Stated problem:
Please render each line of the items below as a row in a Markdown table with the columns Row and Line, leaving out blank lines.

Material for the task:
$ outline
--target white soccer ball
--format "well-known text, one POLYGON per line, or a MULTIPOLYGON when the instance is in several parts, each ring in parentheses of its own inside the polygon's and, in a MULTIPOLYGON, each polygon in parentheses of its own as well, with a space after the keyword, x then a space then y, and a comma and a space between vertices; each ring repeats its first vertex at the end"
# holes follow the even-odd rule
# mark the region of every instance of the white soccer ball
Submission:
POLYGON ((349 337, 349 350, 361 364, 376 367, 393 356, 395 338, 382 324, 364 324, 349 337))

Response to the task:
| Row | Line |
|---|---|
| 1 | $ outline |
| 2 | --target white soccer ball |
| 3 | --format "well-known text, one POLYGON per line, or a MULTIPOLYGON when the instance is in several parts, each ring in parentheses of its own inside the polygon's and, in a MULTIPOLYGON, each polygon in parentheses of its own as well, with a space after the keyword, x then a space then y, and a comma and a space between vertices; each ring repeats its first vertex at the end" |
| 4 | # holes follow the even-odd rule |
| 5 | # mark the region of every instance of the white soccer ball |
| 6 | Submission: |
| 7 | POLYGON ((349 337, 349 350, 361 364, 376 367, 393 356, 395 338, 382 324, 364 324, 349 337)) |